Your instructions – Search the entries for the word "snap". Copy each line in which it is found.

(Natural language region descriptions)
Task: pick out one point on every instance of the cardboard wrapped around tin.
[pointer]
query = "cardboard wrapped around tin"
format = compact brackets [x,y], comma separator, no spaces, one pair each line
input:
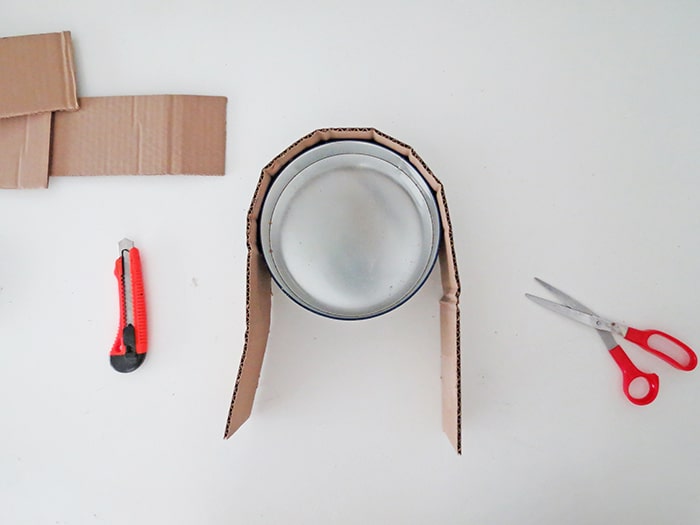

...

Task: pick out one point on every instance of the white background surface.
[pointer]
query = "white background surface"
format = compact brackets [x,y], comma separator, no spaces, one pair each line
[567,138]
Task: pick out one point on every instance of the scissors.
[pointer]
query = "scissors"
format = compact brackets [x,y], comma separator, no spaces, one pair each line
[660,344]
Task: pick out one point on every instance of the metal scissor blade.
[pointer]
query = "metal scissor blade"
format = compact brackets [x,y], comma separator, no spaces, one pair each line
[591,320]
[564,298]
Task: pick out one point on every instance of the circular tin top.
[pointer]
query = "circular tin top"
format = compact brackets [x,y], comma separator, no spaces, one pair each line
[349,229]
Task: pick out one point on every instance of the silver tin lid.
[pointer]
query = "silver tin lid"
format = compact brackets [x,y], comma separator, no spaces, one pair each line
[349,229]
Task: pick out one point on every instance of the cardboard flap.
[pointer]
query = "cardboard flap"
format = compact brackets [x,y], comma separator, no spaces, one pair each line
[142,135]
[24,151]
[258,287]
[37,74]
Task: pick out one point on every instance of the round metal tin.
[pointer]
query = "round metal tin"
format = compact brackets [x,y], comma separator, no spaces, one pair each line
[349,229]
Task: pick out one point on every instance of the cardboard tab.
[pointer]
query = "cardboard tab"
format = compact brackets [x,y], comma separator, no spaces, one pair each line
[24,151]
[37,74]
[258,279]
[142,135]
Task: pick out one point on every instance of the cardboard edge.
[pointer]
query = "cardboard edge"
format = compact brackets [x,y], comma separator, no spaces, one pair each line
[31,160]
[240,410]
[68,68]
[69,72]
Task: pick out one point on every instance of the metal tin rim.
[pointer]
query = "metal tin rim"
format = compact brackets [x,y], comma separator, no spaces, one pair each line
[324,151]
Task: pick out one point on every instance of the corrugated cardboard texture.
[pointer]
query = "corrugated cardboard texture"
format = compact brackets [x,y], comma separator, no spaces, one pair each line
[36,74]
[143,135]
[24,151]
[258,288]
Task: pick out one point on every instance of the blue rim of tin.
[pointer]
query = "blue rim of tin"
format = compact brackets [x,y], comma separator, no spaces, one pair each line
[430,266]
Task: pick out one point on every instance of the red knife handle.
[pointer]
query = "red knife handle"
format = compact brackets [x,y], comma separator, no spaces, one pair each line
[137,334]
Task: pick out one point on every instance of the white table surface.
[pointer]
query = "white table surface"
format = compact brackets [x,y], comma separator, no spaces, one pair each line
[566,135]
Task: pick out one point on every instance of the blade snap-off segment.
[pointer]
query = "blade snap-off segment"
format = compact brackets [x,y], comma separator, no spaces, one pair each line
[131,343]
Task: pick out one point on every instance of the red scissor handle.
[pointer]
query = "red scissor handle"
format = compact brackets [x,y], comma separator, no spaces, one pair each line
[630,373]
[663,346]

Completed exercise –
Task: pick out one point on every instance of the blade snap-off segment.
query = "blade snap-off segment"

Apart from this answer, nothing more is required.